<<<<

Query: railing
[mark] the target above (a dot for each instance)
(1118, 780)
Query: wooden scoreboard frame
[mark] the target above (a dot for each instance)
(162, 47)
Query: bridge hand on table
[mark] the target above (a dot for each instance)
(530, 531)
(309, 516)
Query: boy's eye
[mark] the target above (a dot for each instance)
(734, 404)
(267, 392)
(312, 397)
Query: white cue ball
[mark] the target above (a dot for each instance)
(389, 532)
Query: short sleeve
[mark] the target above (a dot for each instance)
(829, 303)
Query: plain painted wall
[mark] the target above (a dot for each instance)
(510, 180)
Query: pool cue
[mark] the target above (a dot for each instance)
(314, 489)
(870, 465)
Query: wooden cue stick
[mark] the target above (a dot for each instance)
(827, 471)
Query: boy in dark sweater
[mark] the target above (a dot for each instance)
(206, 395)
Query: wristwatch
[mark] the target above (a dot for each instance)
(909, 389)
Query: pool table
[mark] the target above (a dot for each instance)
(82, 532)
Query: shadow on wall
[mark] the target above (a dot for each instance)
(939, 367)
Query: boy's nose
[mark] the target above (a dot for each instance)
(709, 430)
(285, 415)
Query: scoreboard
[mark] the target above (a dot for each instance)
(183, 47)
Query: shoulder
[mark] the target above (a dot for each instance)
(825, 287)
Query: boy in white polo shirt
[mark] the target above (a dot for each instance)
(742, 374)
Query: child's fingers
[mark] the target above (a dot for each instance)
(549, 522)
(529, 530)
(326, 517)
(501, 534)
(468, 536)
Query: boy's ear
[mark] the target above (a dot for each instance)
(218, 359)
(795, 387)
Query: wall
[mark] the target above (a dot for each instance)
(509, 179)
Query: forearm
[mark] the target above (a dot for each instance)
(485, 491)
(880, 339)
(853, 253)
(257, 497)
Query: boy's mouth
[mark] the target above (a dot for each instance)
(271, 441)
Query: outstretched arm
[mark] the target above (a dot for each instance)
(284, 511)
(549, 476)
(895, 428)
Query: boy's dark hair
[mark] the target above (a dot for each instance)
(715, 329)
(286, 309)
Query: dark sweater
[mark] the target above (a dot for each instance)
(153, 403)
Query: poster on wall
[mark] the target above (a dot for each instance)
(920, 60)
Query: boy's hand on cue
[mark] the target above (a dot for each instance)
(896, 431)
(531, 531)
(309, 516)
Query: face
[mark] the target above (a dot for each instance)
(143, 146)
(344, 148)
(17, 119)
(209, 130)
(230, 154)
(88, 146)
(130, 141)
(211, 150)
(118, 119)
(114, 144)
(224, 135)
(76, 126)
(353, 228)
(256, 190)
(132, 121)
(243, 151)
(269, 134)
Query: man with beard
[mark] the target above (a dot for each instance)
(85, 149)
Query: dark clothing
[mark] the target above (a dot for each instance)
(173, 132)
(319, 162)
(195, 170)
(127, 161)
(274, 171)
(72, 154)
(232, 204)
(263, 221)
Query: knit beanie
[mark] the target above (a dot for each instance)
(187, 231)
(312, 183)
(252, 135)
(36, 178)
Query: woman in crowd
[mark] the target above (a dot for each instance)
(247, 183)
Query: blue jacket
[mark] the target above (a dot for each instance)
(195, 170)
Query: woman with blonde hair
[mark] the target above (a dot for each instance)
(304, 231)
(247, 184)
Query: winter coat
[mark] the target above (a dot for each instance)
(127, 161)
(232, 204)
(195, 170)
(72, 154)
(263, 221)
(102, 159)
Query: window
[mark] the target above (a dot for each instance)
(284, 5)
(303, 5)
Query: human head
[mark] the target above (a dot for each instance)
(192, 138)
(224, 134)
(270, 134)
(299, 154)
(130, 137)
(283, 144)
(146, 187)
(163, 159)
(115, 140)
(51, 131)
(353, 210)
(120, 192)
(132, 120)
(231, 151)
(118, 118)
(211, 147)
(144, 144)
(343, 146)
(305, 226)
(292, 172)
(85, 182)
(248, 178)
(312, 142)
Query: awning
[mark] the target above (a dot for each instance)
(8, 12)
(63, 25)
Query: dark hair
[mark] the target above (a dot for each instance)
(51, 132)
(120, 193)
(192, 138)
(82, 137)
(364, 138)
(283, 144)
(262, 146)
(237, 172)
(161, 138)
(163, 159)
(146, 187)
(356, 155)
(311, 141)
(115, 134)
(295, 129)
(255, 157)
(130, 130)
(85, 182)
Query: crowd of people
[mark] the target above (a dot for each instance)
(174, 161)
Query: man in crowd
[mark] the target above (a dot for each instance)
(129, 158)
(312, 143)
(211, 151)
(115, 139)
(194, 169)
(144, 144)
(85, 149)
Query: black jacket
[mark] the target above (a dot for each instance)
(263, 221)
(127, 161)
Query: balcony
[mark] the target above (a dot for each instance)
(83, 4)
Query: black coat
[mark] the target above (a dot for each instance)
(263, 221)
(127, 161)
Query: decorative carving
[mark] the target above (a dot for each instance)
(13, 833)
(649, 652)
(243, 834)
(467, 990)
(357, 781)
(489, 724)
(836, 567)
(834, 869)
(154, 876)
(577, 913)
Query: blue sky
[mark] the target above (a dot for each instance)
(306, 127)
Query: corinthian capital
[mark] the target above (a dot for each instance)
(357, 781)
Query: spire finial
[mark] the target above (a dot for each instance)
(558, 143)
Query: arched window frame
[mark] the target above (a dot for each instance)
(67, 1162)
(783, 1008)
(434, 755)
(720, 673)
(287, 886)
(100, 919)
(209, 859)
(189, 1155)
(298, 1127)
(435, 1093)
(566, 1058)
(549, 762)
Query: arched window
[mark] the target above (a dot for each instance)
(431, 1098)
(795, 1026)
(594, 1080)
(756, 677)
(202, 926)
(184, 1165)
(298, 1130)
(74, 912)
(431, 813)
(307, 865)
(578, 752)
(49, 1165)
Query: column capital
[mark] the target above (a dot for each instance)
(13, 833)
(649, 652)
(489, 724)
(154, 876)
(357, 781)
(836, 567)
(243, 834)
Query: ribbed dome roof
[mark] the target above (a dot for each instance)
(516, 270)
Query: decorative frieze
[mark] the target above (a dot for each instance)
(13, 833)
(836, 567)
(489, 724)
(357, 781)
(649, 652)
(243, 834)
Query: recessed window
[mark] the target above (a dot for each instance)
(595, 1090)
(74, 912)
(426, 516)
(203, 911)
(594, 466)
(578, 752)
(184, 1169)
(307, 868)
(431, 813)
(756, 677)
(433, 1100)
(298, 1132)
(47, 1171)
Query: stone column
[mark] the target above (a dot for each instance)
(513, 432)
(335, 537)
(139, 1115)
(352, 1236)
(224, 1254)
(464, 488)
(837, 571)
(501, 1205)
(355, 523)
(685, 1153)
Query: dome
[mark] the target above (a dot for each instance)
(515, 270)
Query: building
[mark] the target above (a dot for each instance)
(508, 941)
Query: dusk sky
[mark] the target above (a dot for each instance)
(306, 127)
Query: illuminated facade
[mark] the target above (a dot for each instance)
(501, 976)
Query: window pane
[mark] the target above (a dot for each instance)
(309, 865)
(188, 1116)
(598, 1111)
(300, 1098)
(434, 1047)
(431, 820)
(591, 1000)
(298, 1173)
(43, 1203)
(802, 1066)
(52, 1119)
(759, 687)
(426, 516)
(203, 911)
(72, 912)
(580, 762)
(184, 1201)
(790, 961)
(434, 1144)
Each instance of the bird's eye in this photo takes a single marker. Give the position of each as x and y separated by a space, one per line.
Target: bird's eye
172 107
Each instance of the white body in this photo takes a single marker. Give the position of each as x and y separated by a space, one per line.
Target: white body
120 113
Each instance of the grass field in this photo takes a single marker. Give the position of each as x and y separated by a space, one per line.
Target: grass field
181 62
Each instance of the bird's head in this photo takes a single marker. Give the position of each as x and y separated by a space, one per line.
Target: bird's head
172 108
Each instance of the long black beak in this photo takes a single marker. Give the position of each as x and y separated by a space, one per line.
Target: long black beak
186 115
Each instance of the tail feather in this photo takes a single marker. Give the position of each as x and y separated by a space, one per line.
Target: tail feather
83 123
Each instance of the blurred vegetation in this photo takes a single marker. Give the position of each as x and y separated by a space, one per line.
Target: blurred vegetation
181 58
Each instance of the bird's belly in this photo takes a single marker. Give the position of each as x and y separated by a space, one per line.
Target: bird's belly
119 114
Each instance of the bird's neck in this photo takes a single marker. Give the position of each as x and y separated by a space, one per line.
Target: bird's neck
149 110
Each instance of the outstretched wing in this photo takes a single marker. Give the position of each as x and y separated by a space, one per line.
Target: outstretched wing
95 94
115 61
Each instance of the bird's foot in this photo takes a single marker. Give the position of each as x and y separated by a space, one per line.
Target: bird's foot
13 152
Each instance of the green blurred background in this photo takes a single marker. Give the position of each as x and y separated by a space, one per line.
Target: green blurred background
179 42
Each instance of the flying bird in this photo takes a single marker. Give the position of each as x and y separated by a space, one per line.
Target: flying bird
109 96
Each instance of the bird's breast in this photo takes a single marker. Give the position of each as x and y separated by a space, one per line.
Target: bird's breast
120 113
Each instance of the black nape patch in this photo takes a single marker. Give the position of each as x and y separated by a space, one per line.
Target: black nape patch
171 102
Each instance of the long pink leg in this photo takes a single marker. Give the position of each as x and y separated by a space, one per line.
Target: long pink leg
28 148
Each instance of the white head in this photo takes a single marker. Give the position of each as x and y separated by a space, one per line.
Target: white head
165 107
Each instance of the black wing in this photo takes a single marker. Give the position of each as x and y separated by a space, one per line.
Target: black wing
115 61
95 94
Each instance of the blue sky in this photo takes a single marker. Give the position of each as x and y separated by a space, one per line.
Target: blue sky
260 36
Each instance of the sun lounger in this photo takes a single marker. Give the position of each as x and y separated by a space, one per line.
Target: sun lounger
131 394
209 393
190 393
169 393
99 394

>>>>

Exercise:
Give back exactly the lines from the line holding "Each instance of the black nape" through the last line of the listing, including both.

Task response:
Each instance of the black nape patch in this photo takes a single marker. Give the position of each as x and y separated by a space, one per line.
Target: black nape patch
171 102
Each instance of the long pink leg in this photo takes a single marker. Give the position of each as x and y separated by a space, one per line.
Target: long pink leg
28 148
Each instance of the white head in this photo takes a single marker. Give the position of each as x and y separated by a space, one per line.
Target: white head
165 107
Each instance of the black wing in this photo takes a single marker. Give the position of each as x and y separated by a space, one per line.
Target: black wing
115 61
95 94
Each instance of the blue sky in this photo takes a single marker. Give the position of each as x and y separated by a space, one per line.
Target: blue sky
260 36
Each instance of the sun lounger in this photo takes a single marker. Give the position of each as x and y separated by a space, one per line.
Target: sun lounger
131 394
209 393
190 393
169 393
99 394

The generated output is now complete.